DATASET EXCERPTS:
◇ ◇ ◇
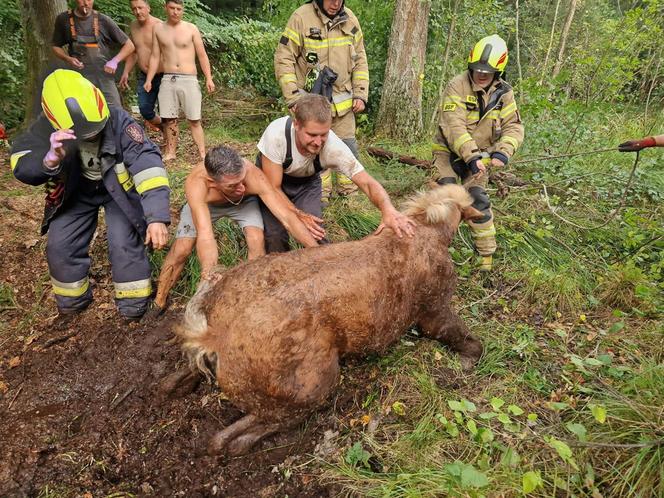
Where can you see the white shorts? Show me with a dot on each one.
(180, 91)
◇ ◇ ◇
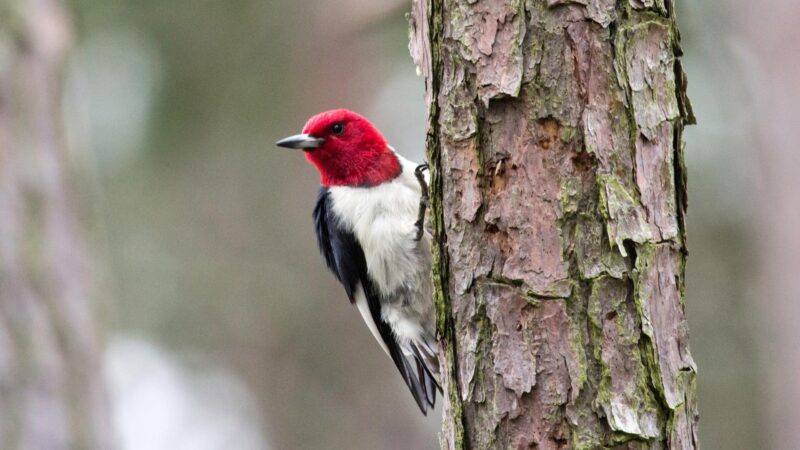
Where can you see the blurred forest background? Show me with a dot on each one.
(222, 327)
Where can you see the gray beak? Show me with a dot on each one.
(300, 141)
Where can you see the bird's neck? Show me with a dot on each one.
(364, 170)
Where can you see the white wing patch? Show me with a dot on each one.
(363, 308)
◇ ◇ ◇
REQUIREMENTS:
Find each line of the records that contains the string "with" and copy it out in full. Matching is case-sensitive.

ANSWER FOR THE TASK:
Where can you see the white shorts? Show me with a dot on each one.
Where can you see the blurred forest background? Show me with a dot on each one.
Where can you see the gray beak? Show me with a dot on each one.
Where can you see the bird's neck? Show me with a dot on each one.
Where can you see the white wing patch? Show me with a dot on each one.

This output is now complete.